### Deine Aufgabe
Gib den Text über das Experimental-Lade-Fahrzeug ELF vollständig und Wort für Wort wieder.

╭─ Vorliegender Text

E-Mobilität steht und fällt mit schnellem Laden. Der Mercedes ELF testet als rollendes Labor die aktuellen Grenzen des Stromtransports.
Elektrofahrzeuge sind längst im Auto-Alltag angekommen. Der Technik wird gemeinhin vertraut, beim Thema Laden bleiben Kunden allerdings skeptisch. Laut einer aktuellen Shell-Studie sind Ladegeschwindigkeit, Komfort und Verlässlichkeit die zentralen Kriterien bei der Wahl des Ladeorts und beeinflussen Routenplanung und Verweildauer maßgeblich. Fast 60 Prozent der Befragten sind noch nicht von der Zuverlässigkeit des Ladens überzeugt, 84 Prozent würden sogar weitere Entfernungen in Kauf nehmen, wenn der Ladepunkt zuverlässig und komfortabel ist.
Mit einem neuen Projekt versucht Mercedes-Benz jetzt den Herausforderungen des Ladens auf die Spur zu kommen. Das rollende Experimental-Lade-Fahrzeug ELF soll Fahrzeug-Innovationen mit infrastrukturellen Konzepten zu einem möglichst optimalen Ladeerlebnis vereinen. Dafür hat Mercedes-Benz in einer umgebauten V-Klasse gleich fünf Möglichkeiten des Ladens eingebaut. ELF kann ultraschnelles Laden mit über 1000 Watt, dazu solares, bidirektionales, induktives und konduktives Laden.
Was geht technisch?

╰─
╭─ Bereitgestellte Daten

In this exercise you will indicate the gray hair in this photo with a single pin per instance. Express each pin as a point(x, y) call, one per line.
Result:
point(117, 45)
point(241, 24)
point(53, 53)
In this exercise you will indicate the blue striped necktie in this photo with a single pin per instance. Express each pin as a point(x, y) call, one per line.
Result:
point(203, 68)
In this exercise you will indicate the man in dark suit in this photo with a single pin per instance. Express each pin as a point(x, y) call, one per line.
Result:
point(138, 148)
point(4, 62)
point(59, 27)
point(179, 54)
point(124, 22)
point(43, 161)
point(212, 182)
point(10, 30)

╰─
╭─ Bereitgestellte Daten

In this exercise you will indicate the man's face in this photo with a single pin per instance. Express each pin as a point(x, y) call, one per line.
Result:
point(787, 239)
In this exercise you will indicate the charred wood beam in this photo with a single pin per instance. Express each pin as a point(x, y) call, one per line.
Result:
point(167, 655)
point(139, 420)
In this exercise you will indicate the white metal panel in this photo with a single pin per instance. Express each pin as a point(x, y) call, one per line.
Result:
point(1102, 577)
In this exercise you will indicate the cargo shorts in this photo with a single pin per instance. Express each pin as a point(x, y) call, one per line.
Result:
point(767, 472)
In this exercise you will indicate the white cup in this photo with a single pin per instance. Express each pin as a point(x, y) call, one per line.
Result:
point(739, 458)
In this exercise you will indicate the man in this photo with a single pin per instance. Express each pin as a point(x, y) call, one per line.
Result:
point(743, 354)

╰─

### Antwort
E-Mobilität steht und fällt mit schnellem Laden. Der Mercedes ELF testet als rollendes Labor die aktuellen Grenzen des Stromtransports.
Elektrofahrzeuge sind längst im Auto-Alltag angekommen. Der Technik wird gemeinhin vertraut, beim Thema Laden bleiben Kunden allerdings skeptisch. Laut einer aktuellen Shell-Studie sind Ladegeschwindigkeit, Komfort und Verlässlichkeit die zentralen Kriterien bei der Wahl des Ladeorts und beeinflussen Routenplanung und Verweildauer maßgeblich. Fast 60 Prozent der Befragten sind noch nicht von der Zuverlässigkeit des Ladens überzeugt, 84 Prozent würden sogar weitere Entfernungen in Kauf nehmen, wenn der Ladepunkt zuverlässig und komfortabel ist.
Mit einem neuen Projekt versucht Mercedes-Benz jetzt den Herausforderungen des Ladens auf die Spur zu kommen. Das rollende Experimental-Lade-Fahrzeug ELF soll Fahrzeug-Innovationen mit infrastrukturellen Konzepten zu einem möglichst optimalen Ladeerlebnis vereinen. Dafür hat Mercedes-Benz in einer umgebauten V-Klasse gleich fünf Möglichkeiten des Ladens eingebaut. ELF kann ultraschnelles Laden mit über 1000 Watt, dazu solares, bidirektionales, induktives und konduktives Laden.
Was geht technisch?